Selected passage:
- - - - - - -

For the teams of scientists that supported the Apollo trip, it was possible to record every minute detail of Armstrong’s physiology. However, the data recorded by some of the most sensitive equipment known to humankind was unable to inspire generations of children because this data, though complex and comprehensive, could not communicate to us what it felt like walking on the moon. In contrast, when Armstrong said, ‘It’s really pretty up here,’ those listening on earth began to get an understanding. Isn’t it amazing with all the tasks this astronaut had to accomplish that he took time to view the heavens and comment on their beauty? NASA’s aim, of course, was to put a man on the moon and bring him back safely. Their interest probably wasn’t on how this individual would describe his experience of the trip. Being human, however, means that collecting facts and figures only represented part of the complex picture of the journey, and gaining a more complete understanding of this journey required Armstrong to describe his experience. Understanding how Armstrong gave meaning to his experiences might not have been essential to maintaining homeostasis, but it is essential if we are to understand the man and support other astronauts.
This kind of perspective informs our approach in the book: it is a perspective which recognises the difference between knowledge and wisdom. As Patricia Deegan (1996, p.91) has observed in the context of mental health, ‘most students emerge from their studies full of knowledge but they lack wisdom or the ability to see the form or essence of that which is’. Wisdom of this kind is fundamental to understanding how physical activity and sport can contribute to recovery among people experiencing mental health problems. For us, this understanding starts with experience. We want to explore the question: ‘What is it like to experience physical activity and sport in the context of mental health?’ We also want to begin to appreciate meaning: ‘What does physical activity and sport mean to individuals living with mental distress?’ Science’s focus travelling deep into the brain with ever-more complex equipment, having a better grasp of the aetiology of mental health and looking for clues at a microbiological level, only provides part of the picture. At times, this focus can come to divert attention and interest away from the person and how he or she experiences the recovery process.
To start this opening chapter, we leave physical activity and sport aside to focus on mental health and illness. We want to focus initially on the question: ‘What is it like to experience mental health problems?’ To answer this question, the focus must be directed towards the individual, personal level. Some readers might be able to draw upon their own experiences of mental ill-health, but if you have no experience of mental illness the stories of people who have walked these particular paths can provide important insights. Either way, the following accounts hopefully begin to draw attention to the diverse nature of experiences of mental health difficulties.
Several books exist which are dedicated to presenting and exploring stories of the experience of mental illness (e.g. Karp, 1996; Davidson, 2003) and we recommend these sources as they provide more comprehensive collections than we are able to provide here. In addition to these books, several individuals who have themselves experienced forms of mental distress have written about their experiences and published their accounts in health or social science journals. It is these accounts that we draw on now to give a flavour of what it can be like to experience mental health problems. We present below brief excerpts from the stories of three individuals: Peter Chadwick (2001a), Brett Smith (1999), and Stuart Baker-Brown (2006). Other examples can be found in the work of Patricia Deegan (1996) and Brendan Stone (2009).

- - - - - - -

Prompt: In the passage on mental health and sport above, turn the paragraph beginning "Several books exist" into a short bulleted list that keeps its main facts.

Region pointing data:
- - - - - - -

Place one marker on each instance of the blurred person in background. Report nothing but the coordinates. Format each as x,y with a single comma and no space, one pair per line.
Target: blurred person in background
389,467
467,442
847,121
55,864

- - - - - - -

Final answer:
- Several books present and explore stories of experiencing mental illness (e.g. Karp, 1996; Davidson, 2003). They are recommended as more comprehensive collections than this text can offer.
- People who have experienced forms of mental distress have also written about it and published their accounts in health or social science journals.
- These journal accounts are drawn on to give a flavour of what experiencing mental health problems can be like.
- Brief excerpts come from three individuals: Peter Chadwick (2001a), Brett Smith (1999), and Stuart Baker-Brown (2006).
- Other examples appear in the work of Patricia Deegan (1996) and Brendan Stone (2009).